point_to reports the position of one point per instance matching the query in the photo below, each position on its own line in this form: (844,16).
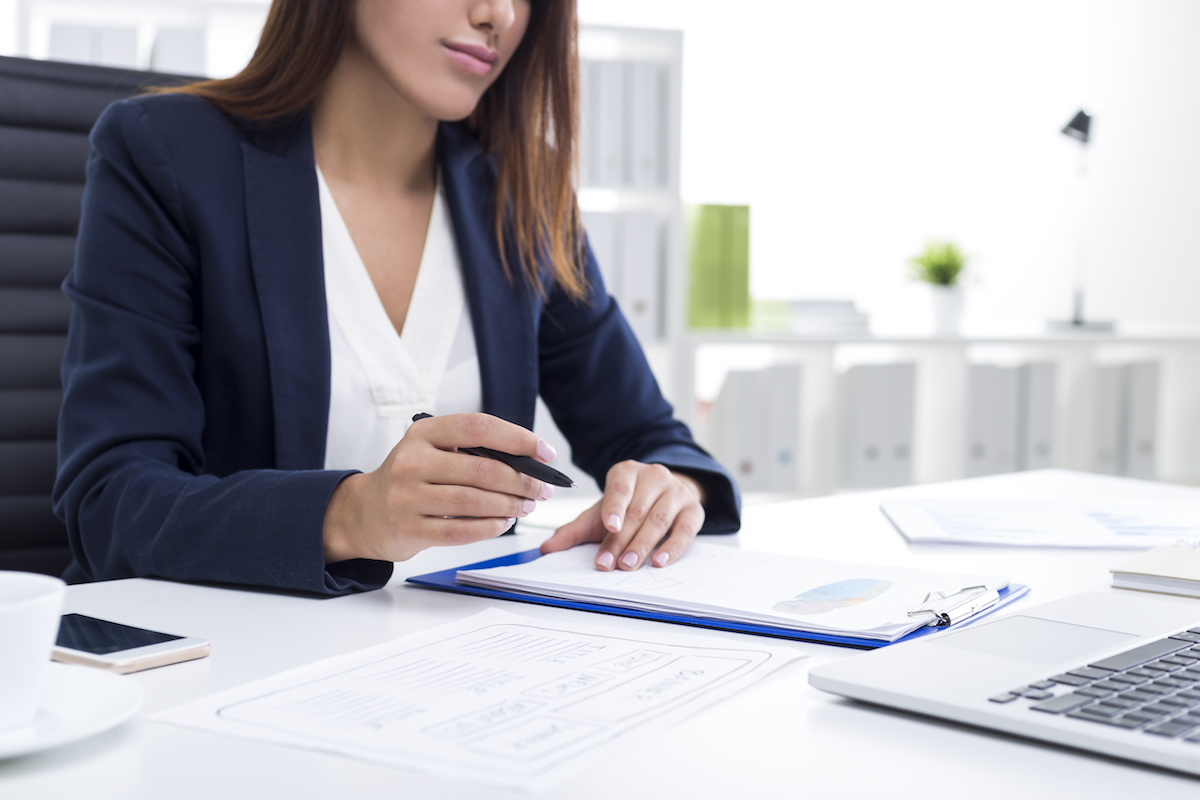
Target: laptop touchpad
(1030,638)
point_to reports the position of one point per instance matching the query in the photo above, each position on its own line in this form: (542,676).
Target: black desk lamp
(1079,130)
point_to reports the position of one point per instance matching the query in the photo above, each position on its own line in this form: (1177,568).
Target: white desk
(781,738)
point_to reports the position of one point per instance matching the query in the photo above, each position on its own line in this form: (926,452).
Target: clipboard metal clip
(948,612)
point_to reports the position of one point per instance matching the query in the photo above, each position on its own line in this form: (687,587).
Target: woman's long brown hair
(527,119)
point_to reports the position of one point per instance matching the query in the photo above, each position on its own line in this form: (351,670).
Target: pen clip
(954,613)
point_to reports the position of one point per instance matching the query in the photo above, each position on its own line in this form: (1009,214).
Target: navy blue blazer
(197,367)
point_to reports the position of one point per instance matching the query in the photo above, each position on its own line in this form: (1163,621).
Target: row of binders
(623,124)
(754,426)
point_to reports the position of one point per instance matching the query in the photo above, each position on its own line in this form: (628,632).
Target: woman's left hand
(645,506)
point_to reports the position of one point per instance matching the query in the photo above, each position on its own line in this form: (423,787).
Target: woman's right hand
(427,494)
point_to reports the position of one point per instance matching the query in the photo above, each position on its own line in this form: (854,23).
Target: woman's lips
(474,59)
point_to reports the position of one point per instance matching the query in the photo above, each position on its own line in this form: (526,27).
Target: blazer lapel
(283,224)
(503,313)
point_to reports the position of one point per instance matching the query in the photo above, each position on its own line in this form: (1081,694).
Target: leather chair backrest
(46,112)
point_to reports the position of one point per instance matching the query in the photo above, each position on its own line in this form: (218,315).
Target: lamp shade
(1079,126)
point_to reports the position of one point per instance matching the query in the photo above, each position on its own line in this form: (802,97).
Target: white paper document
(1047,523)
(732,584)
(496,698)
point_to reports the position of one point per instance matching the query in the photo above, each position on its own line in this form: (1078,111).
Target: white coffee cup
(30,608)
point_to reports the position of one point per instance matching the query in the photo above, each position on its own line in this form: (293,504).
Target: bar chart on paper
(1047,523)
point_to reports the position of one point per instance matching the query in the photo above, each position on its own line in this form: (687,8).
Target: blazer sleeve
(132,485)
(599,388)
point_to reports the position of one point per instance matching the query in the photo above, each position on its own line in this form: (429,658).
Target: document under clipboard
(946,612)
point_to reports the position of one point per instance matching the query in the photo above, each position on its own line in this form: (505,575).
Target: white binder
(645,90)
(1005,404)
(780,434)
(733,429)
(1036,416)
(640,290)
(1140,429)
(604,236)
(1108,435)
(982,443)
(609,128)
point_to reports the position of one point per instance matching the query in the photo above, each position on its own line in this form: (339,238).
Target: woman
(277,270)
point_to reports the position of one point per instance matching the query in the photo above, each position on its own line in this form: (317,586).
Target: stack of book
(827,318)
(1169,569)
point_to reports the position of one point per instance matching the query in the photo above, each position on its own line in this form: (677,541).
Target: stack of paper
(495,698)
(1169,569)
(731,584)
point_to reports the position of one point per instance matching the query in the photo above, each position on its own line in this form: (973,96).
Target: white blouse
(379,378)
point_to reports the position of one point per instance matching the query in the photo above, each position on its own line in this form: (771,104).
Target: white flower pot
(947,310)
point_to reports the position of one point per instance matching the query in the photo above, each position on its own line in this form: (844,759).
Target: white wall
(857,128)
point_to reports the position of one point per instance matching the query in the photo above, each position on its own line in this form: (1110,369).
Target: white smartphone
(120,648)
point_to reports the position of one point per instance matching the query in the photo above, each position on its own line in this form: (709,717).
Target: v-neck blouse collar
(403,370)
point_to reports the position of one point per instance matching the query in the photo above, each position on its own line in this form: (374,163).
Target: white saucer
(77,702)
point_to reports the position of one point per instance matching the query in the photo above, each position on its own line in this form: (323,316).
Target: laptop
(1114,673)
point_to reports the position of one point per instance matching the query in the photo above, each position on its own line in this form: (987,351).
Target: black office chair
(46,110)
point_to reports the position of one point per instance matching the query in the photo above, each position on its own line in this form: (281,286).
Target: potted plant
(941,266)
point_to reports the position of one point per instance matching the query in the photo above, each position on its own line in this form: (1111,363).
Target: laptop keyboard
(1152,689)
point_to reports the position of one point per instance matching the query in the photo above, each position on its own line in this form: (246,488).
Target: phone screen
(101,637)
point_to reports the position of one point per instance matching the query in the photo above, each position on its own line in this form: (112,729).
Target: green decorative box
(719,269)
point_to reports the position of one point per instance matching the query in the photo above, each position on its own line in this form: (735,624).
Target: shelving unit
(941,396)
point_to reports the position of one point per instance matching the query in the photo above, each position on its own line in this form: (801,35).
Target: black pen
(521,463)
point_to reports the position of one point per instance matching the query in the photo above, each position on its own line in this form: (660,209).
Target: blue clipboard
(444,581)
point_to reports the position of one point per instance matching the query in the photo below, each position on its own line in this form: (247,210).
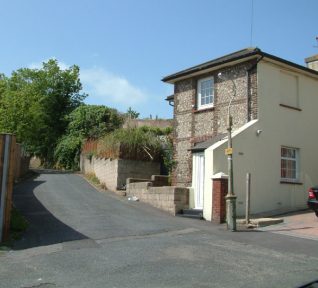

• **Your objective**: Please write out the data again, starting at the line that contains "this form: (1111,363)." and running through the end of the data, requests included, with every answer coordinate multiplied by 1.85 and rounded to a whole number (halves up). The sample coordinates in the requests stay as they are, and the pictures are left out.

• **Solution to the problem**:
point_to reports the position of one point per instance matching the query in the photo above, each position on its own line in this form: (1111,363).
Target: laptop keyboard
(2131,1275)
point_to reports the position of one point per instance matching the query in the photo above, each position on its own line in this form: (246,488).
Target: phone screen
(187,1178)
point_to reports the position of one point per instance matching the query in the photo above, each position on its own line in this form: (112,729).
Target: green decorative box
(1330,498)
point_to reports the position of one point per instance matching the query in the photo above, each position on its own line in this form: (735,624).
Target: shelving unit
(1741,733)
point_to reports the position of one point per instance matching the query in the photo above, each position on its own line in this form: (801,35).
Target: black pen
(964,857)
point_to reports the position of one point per instance matching the query in the photo above, each position on its own line in this form: (660,209).
Target: blue clipboard
(821,1075)
point_to reports the position of one point per instance matching the query in the photo below, each position on its own line in this form: (247,210).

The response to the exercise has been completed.